+++ Material for this exercise
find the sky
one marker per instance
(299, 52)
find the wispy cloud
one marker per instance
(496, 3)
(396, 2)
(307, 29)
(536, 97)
++++++
**What is needed**: Render every line of the listing above as a JSON list of strings, one string per line, omitting blank lines.

**Answer to the exercise**:
[
  "find the sky",
  "one marker per instance",
  "(299, 52)",
  "find the wispy cloud",
  "one marker per instance",
  "(496, 3)",
  "(396, 2)",
  "(307, 29)",
  "(536, 97)"
]